------ DATA TO USE

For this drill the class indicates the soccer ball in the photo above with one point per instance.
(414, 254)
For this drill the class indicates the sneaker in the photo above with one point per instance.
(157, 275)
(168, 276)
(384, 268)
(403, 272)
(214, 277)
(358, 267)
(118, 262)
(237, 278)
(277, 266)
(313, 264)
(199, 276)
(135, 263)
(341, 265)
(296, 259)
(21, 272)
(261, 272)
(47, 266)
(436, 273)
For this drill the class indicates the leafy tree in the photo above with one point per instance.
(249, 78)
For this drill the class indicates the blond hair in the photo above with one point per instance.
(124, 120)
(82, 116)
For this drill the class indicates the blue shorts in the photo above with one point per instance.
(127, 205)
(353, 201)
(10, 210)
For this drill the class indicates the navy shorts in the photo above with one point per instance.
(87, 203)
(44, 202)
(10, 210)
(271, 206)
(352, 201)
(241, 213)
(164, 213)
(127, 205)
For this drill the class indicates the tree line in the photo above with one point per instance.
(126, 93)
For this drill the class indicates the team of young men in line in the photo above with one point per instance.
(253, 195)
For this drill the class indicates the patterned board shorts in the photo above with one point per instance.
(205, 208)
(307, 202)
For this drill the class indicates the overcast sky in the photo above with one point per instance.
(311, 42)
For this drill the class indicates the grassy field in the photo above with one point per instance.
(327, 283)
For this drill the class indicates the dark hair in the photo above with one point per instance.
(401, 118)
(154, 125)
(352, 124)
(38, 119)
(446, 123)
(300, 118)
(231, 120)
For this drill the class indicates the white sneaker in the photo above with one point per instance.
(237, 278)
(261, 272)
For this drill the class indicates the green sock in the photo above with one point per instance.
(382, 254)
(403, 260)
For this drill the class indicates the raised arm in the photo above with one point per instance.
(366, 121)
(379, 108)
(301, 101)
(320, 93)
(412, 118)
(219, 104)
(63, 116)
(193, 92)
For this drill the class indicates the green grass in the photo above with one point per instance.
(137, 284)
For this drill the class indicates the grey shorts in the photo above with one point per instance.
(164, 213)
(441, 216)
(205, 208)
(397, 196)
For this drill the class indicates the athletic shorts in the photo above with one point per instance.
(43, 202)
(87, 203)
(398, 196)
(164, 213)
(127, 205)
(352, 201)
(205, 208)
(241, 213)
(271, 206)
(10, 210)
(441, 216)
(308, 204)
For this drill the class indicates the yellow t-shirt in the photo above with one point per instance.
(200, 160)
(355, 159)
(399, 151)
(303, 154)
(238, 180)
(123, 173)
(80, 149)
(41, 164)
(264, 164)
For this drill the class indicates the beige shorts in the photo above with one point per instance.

------------

> WRITTEN INSTRUCTION: Lay out the listing as a Markdown table, starting at the line containing "For this drill the class indicates the grey" and running through the end of the listing. Skip blank lines and use two columns: Row, holding a running number, and Line, holding the text of each line.

> WRITTEN RESPONSE:
| Row | Line |
|---|---|
| 1 | For this drill the class indicates the grey shorts in the photo above with one point per instance. |
| 2 | (164, 213) |
| 3 | (441, 216) |
| 4 | (205, 208) |
| 5 | (397, 196) |
| 6 | For this drill the class indicates the athletic shorts in the photo above with one point per instance. |
| 7 | (43, 202) |
| 8 | (87, 203) |
| 9 | (398, 196) |
| 10 | (164, 213) |
| 11 | (127, 205) |
| 12 | (352, 201) |
| 13 | (205, 208) |
| 14 | (241, 213) |
| 15 | (271, 206) |
| 16 | (10, 210) |
| 17 | (441, 216) |
| 18 | (308, 204) |
| 19 | For this drill the class indicates the yellow t-shirt in the photo above with one point per instance. |
| 20 | (200, 160) |
| 21 | (355, 159) |
| 22 | (399, 151) |
| 23 | (303, 154) |
| 24 | (238, 180) |
| 25 | (123, 173) |
| 26 | (80, 149) |
| 27 | (41, 164) |
| 28 | (264, 164) |
| 29 | For this drill the class indicates the beige shorts in the photo above with one point per instance. |